**Data extract**
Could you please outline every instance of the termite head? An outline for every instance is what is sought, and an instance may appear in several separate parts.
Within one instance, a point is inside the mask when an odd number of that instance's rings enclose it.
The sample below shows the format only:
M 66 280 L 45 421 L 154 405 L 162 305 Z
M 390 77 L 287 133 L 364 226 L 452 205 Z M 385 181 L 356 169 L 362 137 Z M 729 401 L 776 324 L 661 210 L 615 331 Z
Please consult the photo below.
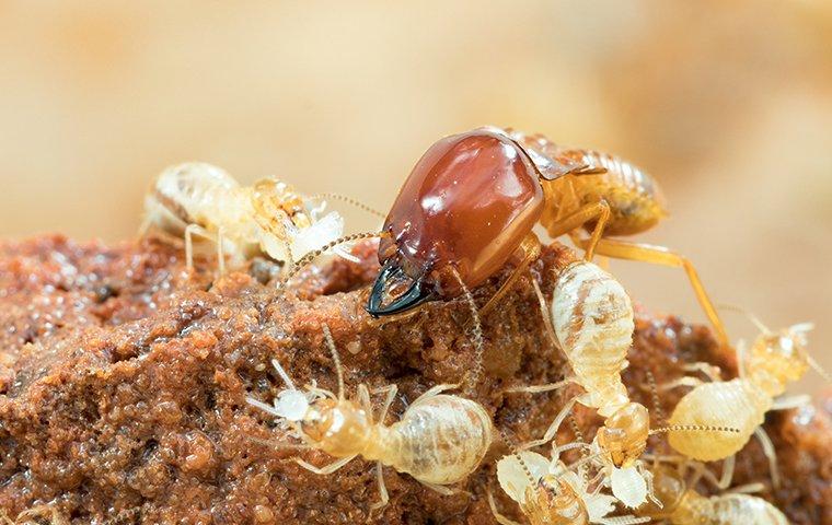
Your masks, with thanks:
M 525 149 L 497 128 L 434 143 L 384 222 L 382 271 L 367 311 L 396 314 L 494 275 L 543 212 L 539 174 Z M 405 291 L 382 304 L 394 288 Z
M 363 450 L 372 424 L 367 412 L 347 399 L 315 400 L 300 421 L 305 439 L 335 457 Z
M 660 465 L 652 471 L 652 498 L 638 509 L 638 514 L 654 520 L 669 517 L 682 503 L 687 483 L 675 470 Z
M 746 368 L 772 395 L 783 394 L 787 383 L 798 381 L 810 366 L 806 350 L 811 323 L 793 325 L 778 332 L 763 331 L 754 341 Z
M 650 415 L 644 405 L 628 402 L 604 420 L 596 440 L 615 467 L 631 467 L 647 447 Z

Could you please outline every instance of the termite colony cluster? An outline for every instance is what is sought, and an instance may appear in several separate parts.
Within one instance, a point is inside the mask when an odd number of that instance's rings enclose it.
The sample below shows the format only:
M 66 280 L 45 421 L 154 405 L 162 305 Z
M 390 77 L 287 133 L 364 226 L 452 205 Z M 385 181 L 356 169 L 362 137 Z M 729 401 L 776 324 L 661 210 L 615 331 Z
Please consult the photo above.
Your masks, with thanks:
M 663 247 L 613 238 L 646 231 L 663 217 L 659 188 L 647 174 L 617 156 L 487 127 L 432 144 L 380 232 L 344 235 L 340 215 L 325 211 L 326 200 L 335 199 L 385 217 L 356 200 L 304 196 L 270 178 L 243 187 L 226 172 L 199 163 L 164 171 L 146 201 L 143 229 L 184 235 L 188 265 L 193 236 L 199 235 L 216 243 L 220 272 L 227 258 L 240 265 L 262 255 L 282 262 L 277 279 L 282 289 L 324 252 L 349 257 L 345 243 L 377 236 L 381 271 L 369 292 L 366 310 L 371 316 L 394 316 L 429 301 L 457 298 L 470 308 L 475 366 L 458 384 L 430 388 L 392 424 L 386 421 L 396 385 L 377 390 L 358 385 L 348 397 L 326 325 L 322 330 L 337 393 L 314 384 L 296 386 L 288 363 L 276 357 L 271 363 L 285 389 L 271 402 L 250 398 L 249 404 L 274 416 L 296 439 L 276 446 L 297 450 L 299 465 L 327 475 L 358 456 L 375 462 L 380 498 L 374 511 L 388 502 L 384 466 L 449 494 L 479 467 L 493 442 L 501 440 L 509 453 L 497 462 L 494 487 L 517 502 L 529 524 L 787 523 L 781 511 L 753 495 L 763 490 L 761 483 L 729 487 L 735 454 L 752 434 L 770 459 L 773 485 L 778 483 L 775 451 L 761 424 L 769 410 L 807 402 L 806 396 L 783 396 L 789 382 L 808 368 L 824 374 L 806 351 L 811 325 L 775 332 L 752 317 L 761 335 L 750 349 L 736 348 L 738 378 L 724 381 L 713 366 L 689 363 L 685 370 L 692 375 L 674 384 L 657 387 L 650 381 L 656 399 L 657 388 L 691 388 L 666 421 L 658 404 L 648 409 L 631 400 L 622 381 L 633 342 L 633 306 L 615 278 L 592 262 L 598 255 L 684 269 L 717 339 L 730 348 L 717 308 L 687 259 Z M 529 273 L 541 248 L 532 232 L 538 223 L 552 240 L 568 235 L 583 252 L 582 259 L 556 268 L 551 301 L 531 278 L 548 337 L 571 372 L 561 383 L 517 386 L 507 395 L 567 384 L 582 392 L 566 402 L 544 435 L 516 443 L 474 400 L 484 374 L 481 318 Z M 471 289 L 509 260 L 516 262 L 510 277 L 478 305 Z M 375 409 L 371 396 L 379 394 L 384 401 Z M 596 410 L 603 425 L 586 442 L 556 443 L 557 430 L 576 404 Z M 651 419 L 661 424 L 652 427 Z M 648 436 L 657 434 L 667 435 L 674 454 L 646 451 Z M 533 451 L 544 445 L 551 445 L 548 457 Z M 334 462 L 314 466 L 302 458 L 307 450 L 323 451 Z M 570 450 L 581 454 L 567 463 L 564 453 Z M 719 478 L 703 463 L 714 460 L 724 462 Z M 716 495 L 701 492 L 705 483 Z M 498 508 L 493 491 L 487 497 L 497 522 L 517 523 L 502 514 L 506 510 Z

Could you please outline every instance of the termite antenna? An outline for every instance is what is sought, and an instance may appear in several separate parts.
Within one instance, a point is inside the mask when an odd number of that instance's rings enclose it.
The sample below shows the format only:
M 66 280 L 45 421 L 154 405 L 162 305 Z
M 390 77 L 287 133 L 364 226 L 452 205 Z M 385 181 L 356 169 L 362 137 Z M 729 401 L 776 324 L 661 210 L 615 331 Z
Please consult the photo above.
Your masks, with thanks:
M 381 219 L 386 219 L 386 215 L 382 213 L 381 211 L 377 210 L 375 208 L 372 208 L 370 206 L 365 205 L 358 199 L 354 199 L 353 197 L 348 197 L 346 195 L 340 194 L 315 194 L 311 197 L 309 197 L 309 200 L 339 200 L 342 202 L 346 202 L 350 206 L 355 206 L 359 210 L 363 210 L 367 213 L 370 213 L 371 215 L 379 217 Z
M 523 460 L 523 457 L 520 455 L 520 451 L 517 448 L 517 445 L 515 444 L 515 440 L 508 434 L 506 429 L 499 430 L 500 438 L 502 438 L 502 442 L 506 443 L 506 446 L 508 446 L 509 452 L 511 452 L 511 455 L 515 456 L 515 458 L 520 464 L 520 468 L 523 469 L 523 474 L 529 479 L 529 482 L 532 487 L 536 483 L 534 480 L 534 476 L 532 476 L 532 471 L 529 468 L 529 465 L 525 464 Z
M 772 330 L 770 330 L 769 327 L 765 326 L 765 324 L 762 320 L 760 320 L 760 317 L 758 317 L 756 315 L 754 315 L 751 312 L 747 311 L 746 308 L 742 308 L 742 307 L 737 306 L 735 304 L 726 304 L 726 303 L 719 304 L 718 308 L 719 310 L 728 310 L 728 311 L 731 311 L 731 312 L 738 312 L 738 313 L 744 315 L 746 318 L 748 320 L 750 320 L 751 324 L 753 324 L 756 327 L 758 330 L 762 331 L 763 334 L 771 334 L 772 332 Z
M 271 366 L 275 368 L 275 371 L 277 372 L 277 375 L 280 376 L 281 380 L 284 380 L 284 383 L 286 383 L 286 387 L 290 390 L 297 390 L 294 387 L 294 383 L 292 383 L 292 378 L 289 377 L 289 374 L 286 373 L 282 366 L 280 366 L 280 363 L 276 360 L 271 360 Z
M 277 281 L 277 287 L 276 287 L 277 290 L 282 290 L 286 287 L 286 284 L 294 276 L 297 276 L 298 272 L 301 269 L 303 269 L 307 265 L 309 265 L 310 262 L 312 262 L 313 260 L 315 260 L 317 257 L 320 257 L 324 252 L 327 252 L 327 250 L 330 250 L 330 249 L 332 249 L 332 248 L 334 248 L 334 247 L 336 247 L 336 246 L 338 246 L 340 244 L 344 244 L 344 243 L 349 243 L 349 242 L 353 242 L 353 241 L 360 241 L 360 240 L 363 240 L 363 238 L 381 237 L 383 235 L 384 235 L 383 233 L 379 233 L 379 232 L 354 233 L 354 234 L 350 234 L 350 235 L 345 235 L 343 237 L 336 238 L 335 241 L 332 241 L 332 242 L 330 242 L 330 243 L 321 246 L 320 248 L 308 253 L 307 255 L 304 255 L 303 257 L 301 257 L 297 261 L 292 262 L 292 266 L 289 269 L 289 271 L 286 273 L 286 276 L 282 279 L 280 279 L 279 281 Z
M 552 319 L 548 315 L 546 298 L 543 296 L 543 290 L 540 289 L 540 284 L 538 284 L 538 280 L 534 279 L 534 276 L 532 276 L 531 281 L 532 288 L 534 288 L 534 294 L 538 295 L 538 303 L 540 304 L 540 312 L 543 315 L 543 326 L 546 328 L 546 334 L 552 341 L 552 346 L 554 348 L 561 348 L 561 343 L 557 341 L 557 335 L 555 335 L 555 328 L 552 326 Z
M 332 359 L 335 362 L 335 374 L 338 377 L 338 400 L 344 400 L 344 371 L 340 368 L 340 358 L 338 357 L 338 349 L 335 348 L 335 341 L 332 338 L 332 331 L 330 327 L 324 323 L 321 325 L 324 330 L 324 339 L 326 339 L 326 346 L 330 347 L 332 352 Z
M 712 427 L 709 424 L 669 424 L 658 429 L 652 429 L 649 435 L 661 434 L 663 432 L 730 432 L 739 434 L 740 429 L 733 427 Z
M 472 338 L 474 340 L 474 370 L 471 373 L 471 380 L 469 381 L 469 392 L 473 393 L 476 388 L 476 385 L 479 384 L 479 378 L 483 376 L 483 354 L 485 353 L 483 345 L 483 325 L 479 322 L 479 312 L 477 311 L 476 303 L 474 302 L 474 296 L 471 294 L 471 290 L 469 290 L 465 283 L 462 281 L 462 277 L 460 277 L 457 268 L 451 266 L 451 271 L 462 288 L 462 296 L 465 298 L 469 310 L 471 310 L 471 317 L 474 319 L 474 326 L 471 329 Z
M 656 377 L 649 370 L 645 371 L 647 375 L 647 387 L 650 389 L 650 398 L 652 399 L 652 411 L 656 415 L 656 421 L 660 424 L 665 422 L 665 411 L 661 409 L 661 402 L 659 401 L 659 388 L 656 386 Z

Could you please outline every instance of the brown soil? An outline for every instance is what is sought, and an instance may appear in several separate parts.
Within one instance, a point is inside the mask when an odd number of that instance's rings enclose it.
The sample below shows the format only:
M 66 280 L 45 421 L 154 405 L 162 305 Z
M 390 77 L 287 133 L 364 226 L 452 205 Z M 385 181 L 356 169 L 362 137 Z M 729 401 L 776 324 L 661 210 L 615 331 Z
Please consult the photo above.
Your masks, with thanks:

**To be done**
Put every line from the very first one through the line containing "M 650 415 L", both included, into a JSON list of strings, one string per line. Leave out blank lines and the picture.

**Finished exercise**
[
  "Could you please outline every instance of the termite head? An outline for every instance is what is sought, and an instance may appear in several separate parts.",
  "Within one instance, a point is inside the mask when an odd number of that instance's rings enclose it.",
  "The sample below shows the format only:",
  "M 66 280 L 45 421 L 154 405 L 162 305 Z",
  "M 390 77 L 287 133 L 364 226 L 452 205 Z M 385 181 L 356 169 L 362 137 Z M 729 401 L 776 324 L 661 210 L 615 331 Z",
  "Please consult the photo below.",
  "Your masks, with thanks:",
  "M 525 149 L 497 128 L 434 143 L 384 222 L 382 271 L 367 311 L 396 314 L 494 275 L 543 212 L 539 174 Z M 405 291 L 382 304 L 394 288 Z",
  "M 363 450 L 372 424 L 367 412 L 347 399 L 315 400 L 300 421 L 305 439 L 335 457 Z",
  "M 660 465 L 652 471 L 652 498 L 638 509 L 638 514 L 654 520 L 669 517 L 682 503 L 687 483 L 675 470 Z",
  "M 746 368 L 772 395 L 783 394 L 787 383 L 798 381 L 810 366 L 806 350 L 811 323 L 793 325 L 778 332 L 763 331 L 754 341 Z",
  "M 650 415 L 644 405 L 628 402 L 604 420 L 596 440 L 615 467 L 631 467 L 647 447 Z"
]